* [Tekst źródłowy]

--------

Moc śpiewania kolęd

2024/12/19
AdobeStock 299795662
Fot. Adobe Stock

Czy kolędy i kolędowanie potrafią skutecznie współzawodniczyć z popularnością utwórów muzycznych na portalach internetowych takich jak YouTube lub Spotify? Okazuje się, że słuchanie (a dokładniej odsłuchiwanie) kolęd ma się całkiem dobrze.

Na przykład tylko jedna kolęda „Bóg się rodzi” w wykonaniu Filharmonii Narodowej w serwisie internetowym YouTube ma ponad 676 tysięcy wyświetleń od opublikowania koncertu w dniu 22 grudnia 2015 roku. Podobnie kanał Najpiękniejsze Polskie Kolędy i Pastorałki ma 17 tysięcy subskrybentów, którzy od 02 grudnia 2011 roku odtworzyli 120 utworów muzycznych o tematyce świątecznej łącznie ponad 17 620 518 razy.

Za twórcę pierwszej kolędy, w znaczeniu pieśni religijnej, uważa się św. Franciszka z Asyżu. Była ona śpiewana w nocy z 24 na 25 grudnia w zorganizowanej przez niego Szopce Bożonarodzeniowej w Greccio we Włoszech w 1223 r. Kolędy jako gatunek muzyczny związany z okresem Bożego Narodzenia zaczęły się rozwijać w Polsce już w czasach średniowiecza, a najstarsze z nich pochodzą z XIII wieku. Z czasem powstały najpiękniejsze znane nam kolędy takie jak: „Bóg się rodzi”, „Wśród nocnej ciszy”, „Przybieżeli do Betlejem”, „Dzisiaj w Betlejem”, czy „Lulajże Jezuniu”.

A jak jest współcześnie ze śpiewaniem kolęd? Co szczególnie ważne w epoce popandemicznej, wspólne kolędowanie przede wszystkim umacnia relacje międzyludzkie. Uczy nazywać przeżywane emocje. Wprowadza w świat „spoza nas”, który jest jednocześnie głęboko „wewnątrz nas”. Śpiewanie jest dynamiczną alternatywą wobec odtwarzania utworu dopracowanego w szczegółach. Śpiewać to podjąć ryzyko, ponieważ w trakcie śpiewania mogą się zadziać nieoczekiwane sytuacje. Śpiewać to także „chwytać chwilę”, gdyż nie ma dwóch takich samych wykonań piosenki, szczególnie wtedy, gdy śpiewamy z serca do serca.

--------

* [Dostarczone wpisy]

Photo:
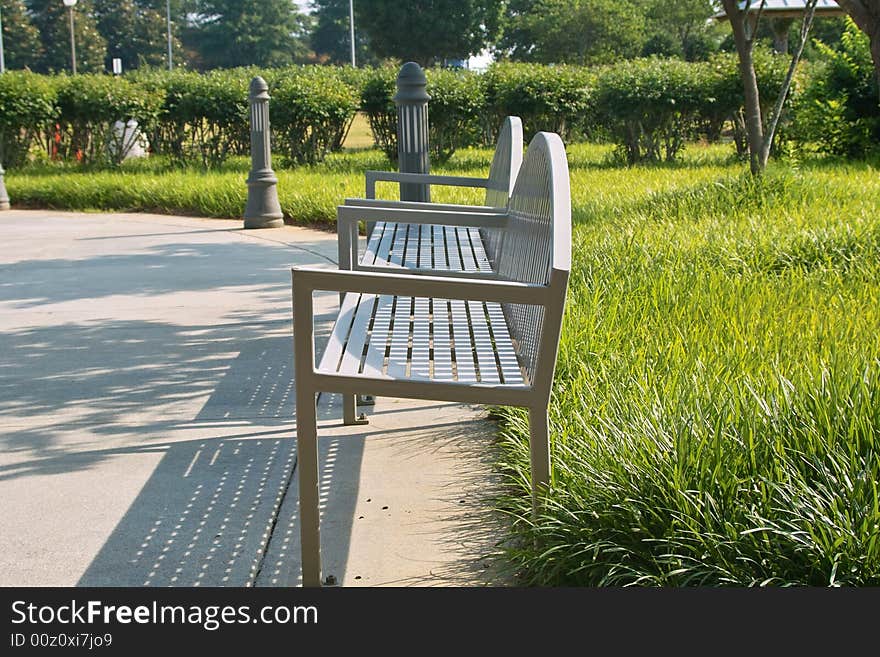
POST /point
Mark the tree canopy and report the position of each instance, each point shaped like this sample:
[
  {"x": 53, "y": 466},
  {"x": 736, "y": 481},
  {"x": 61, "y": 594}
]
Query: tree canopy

--------

* [Treść zadania 1]
Odpowiedz krótko na pytania do tekstu o kolędach:
(a) Ile wyświetleń w serwisie YouTube ma „Bóg się rodzi” w wykonaniu Filharmonii Narodowej?
(b) Kogo uważa się za twórcę pierwszej kolędy w znaczeniu pieśni religijnej?
(c) Z którego wieku pochodzą najstarsze polskie kolędy?
* [Treść zadania 2]
Kontynuuj tekst o kolędach od miejsca, w którym się kończy.

* [Wynik ćwiczenia 1]
(a) Ponad 676 tysięcy.
(b) Św. Franciszka z Asyżu.
(c) Z XIII wieku.

* [Wynik ćwiczenia 2]
W kolędach odnajdujemy głębokie prawdy zapisane prostym językiem. Jak wyrazić głębię Bożego Narodzenia? – „Bóg się rodzi” – trzy słowa przekazujące nadprzyrodzone tajemnice o odwiecznej Bożej Miłości do człowieka, która nabiera ludzkich kształtów w akcie Wcielenia. Dodajmy – Miłości wyjątkowej, bo w jakiej innej religii Bóg staje się człowiekiem z miłości do niego?

Bogata treść kolęd stanowi wartości uniwersalne i ponadczasowe. Kolędy wychodzą naprzeciw naszym problemom, od których nie była wolna Rodzina z Nazaretu: konieczność ucieczki z dzieckiem do innego państwa przed niebezpieczeństwem utraty życia, problemy życia na emigracji, tęsknota za ojczyzną. Pamięć, relacje świadków, audycje radiowe i telewizyjne przytaczają nam aż nadto przykładów tych sytuacji w czasach obecnych. Kolędy to wyśpiewane unikalne świadectwo, że tylko Bóg chrześcijan potrafi miłować z krzyża i dać się krzyżować z miłości. Żaden inny byt prenendujący do tego określenia nie podjął się tak heroicznej miłości do końca pomimo wszystko.

Kolędy są bardzo obrazowym narzędziem wychowawczym. Można postawić tezę, że kto śpiewa z dzieckiem kolędy, ten skutecznie go wychowuje. W domu i w szkole. Oczywiście, efekt nie jest widoczny od razu. Czasem pojawia się po latach nie tylko jako nostalgiczne wspomnienie świątecznej atmosfery, ale w postaci głębokiej wdzięczności rodzicom za trud wychowania i czynnej opieki nad nimi.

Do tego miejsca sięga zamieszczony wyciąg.